What the task requires:
Copy out the part of the festival review that opens with the words containing "A trio consisting" and closes with "or African music.", swapping "kora" for "harp".
— start of Excerpt provided —
Arts Festival Review: Djan Djan

Review by Tyler Hersey

Djan Djan
Pacific Blue Festival Club, 3 March
Pataka Museum, Porirua, 4 March


Synthesizing the musical traditions of three continents and countless centuries, the players of Djan Djan weave exotic melody and loping rhythm into a palette of sound and texture which binds the humid air of India with that of the Mississippi Delta, while conjuring visions of African savannah tickled by the first seasonal rains.

A trio consisting of Australian slide guitar player Jeff Lang, Mumbai-raised Bobby Singh on tabla, and Malian griot Mamadou Diabate on the kora, Djan Djan have created a true amalgamation of styles which evokes the rich history of each instrument with every composed passage and flight of improvisation.

Performing for an appreciative audience at the Pacific Blue Festival Club, they displayed a level of maturity and respect for each other's musical backgrounds often absent from world music fusion. Not content to offer a simple mashup of disparate styles, each player has digested the diverse influences of the entire group, sounding completely at home whether playing blues, Indian, or African music.
— end of Excerpt provided —
— start of Raw data —
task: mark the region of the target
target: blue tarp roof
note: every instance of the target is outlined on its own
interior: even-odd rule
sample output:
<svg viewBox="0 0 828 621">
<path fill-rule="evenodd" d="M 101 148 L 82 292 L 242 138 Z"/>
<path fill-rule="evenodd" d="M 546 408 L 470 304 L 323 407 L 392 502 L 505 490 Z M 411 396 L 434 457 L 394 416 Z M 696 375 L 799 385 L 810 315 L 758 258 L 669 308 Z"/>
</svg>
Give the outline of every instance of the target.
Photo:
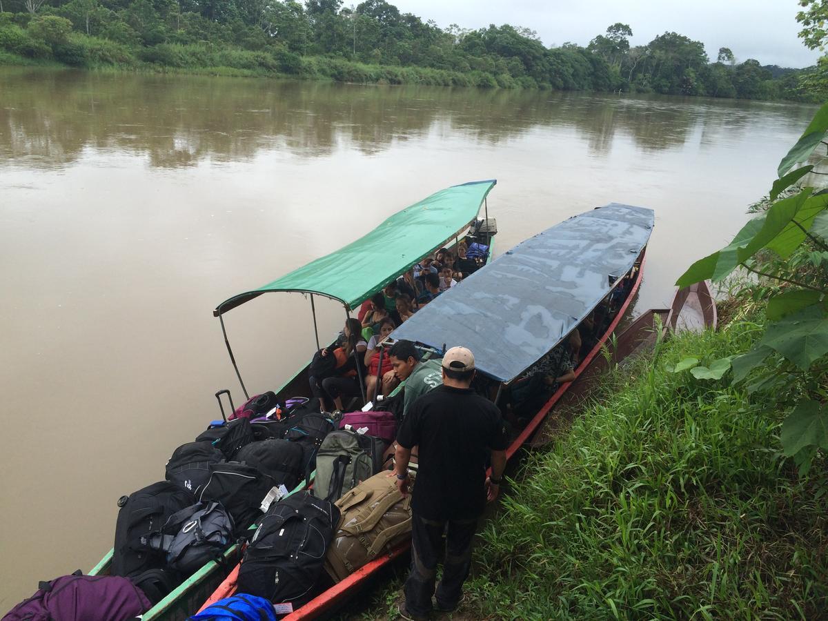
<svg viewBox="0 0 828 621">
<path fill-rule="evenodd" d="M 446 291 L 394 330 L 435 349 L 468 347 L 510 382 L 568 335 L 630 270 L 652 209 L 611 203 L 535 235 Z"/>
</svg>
— end of Raw data —
— start of Raw data —
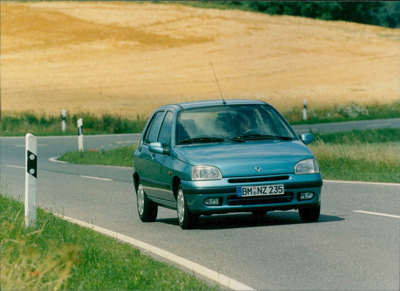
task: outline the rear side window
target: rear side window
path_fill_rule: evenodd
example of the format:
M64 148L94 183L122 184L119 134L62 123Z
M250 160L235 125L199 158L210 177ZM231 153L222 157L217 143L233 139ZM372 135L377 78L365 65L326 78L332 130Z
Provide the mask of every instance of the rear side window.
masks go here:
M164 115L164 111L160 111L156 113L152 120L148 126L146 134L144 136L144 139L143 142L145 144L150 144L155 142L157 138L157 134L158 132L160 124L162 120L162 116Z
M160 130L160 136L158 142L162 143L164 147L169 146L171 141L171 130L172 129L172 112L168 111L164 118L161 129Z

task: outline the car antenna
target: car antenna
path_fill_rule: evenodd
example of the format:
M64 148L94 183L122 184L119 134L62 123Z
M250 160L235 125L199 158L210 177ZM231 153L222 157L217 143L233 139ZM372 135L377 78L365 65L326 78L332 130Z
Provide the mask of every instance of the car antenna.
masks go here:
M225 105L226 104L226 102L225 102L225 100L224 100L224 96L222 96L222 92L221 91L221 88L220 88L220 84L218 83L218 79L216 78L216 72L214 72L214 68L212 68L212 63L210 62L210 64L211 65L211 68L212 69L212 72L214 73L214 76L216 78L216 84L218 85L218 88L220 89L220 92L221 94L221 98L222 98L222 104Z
— end of Raw data —
— start of Raw data —
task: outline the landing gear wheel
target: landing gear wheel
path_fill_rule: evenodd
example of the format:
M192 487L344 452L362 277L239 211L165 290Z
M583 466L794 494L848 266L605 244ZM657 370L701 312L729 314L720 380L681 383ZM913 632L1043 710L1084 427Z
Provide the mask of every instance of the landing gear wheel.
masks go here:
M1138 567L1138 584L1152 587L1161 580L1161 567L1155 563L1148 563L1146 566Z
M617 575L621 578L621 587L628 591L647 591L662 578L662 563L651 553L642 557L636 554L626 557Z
— end of Raw data —
Response below:
A trio consisting of Australian slide guitar player Jeff Lang, Mumbai-raised Bobby Singh on tabla, and Malian griot Mamadou Diabate on the harp, Djan Djan have created a true amalgamation of styles which evokes the rich history of each instrument with every composed passage and flight of improvisation.

Performing for an appreciative audience at the Pacific Blue Festival Club, they displayed a level of maturity and respect for each other's musical backgrounds often absent from world music fusion. Not content to offer a simple mashup of disparate styles, each player has digested the diverse influences of the entire group, sounding completely at home whether playing blues, Indian, or African music.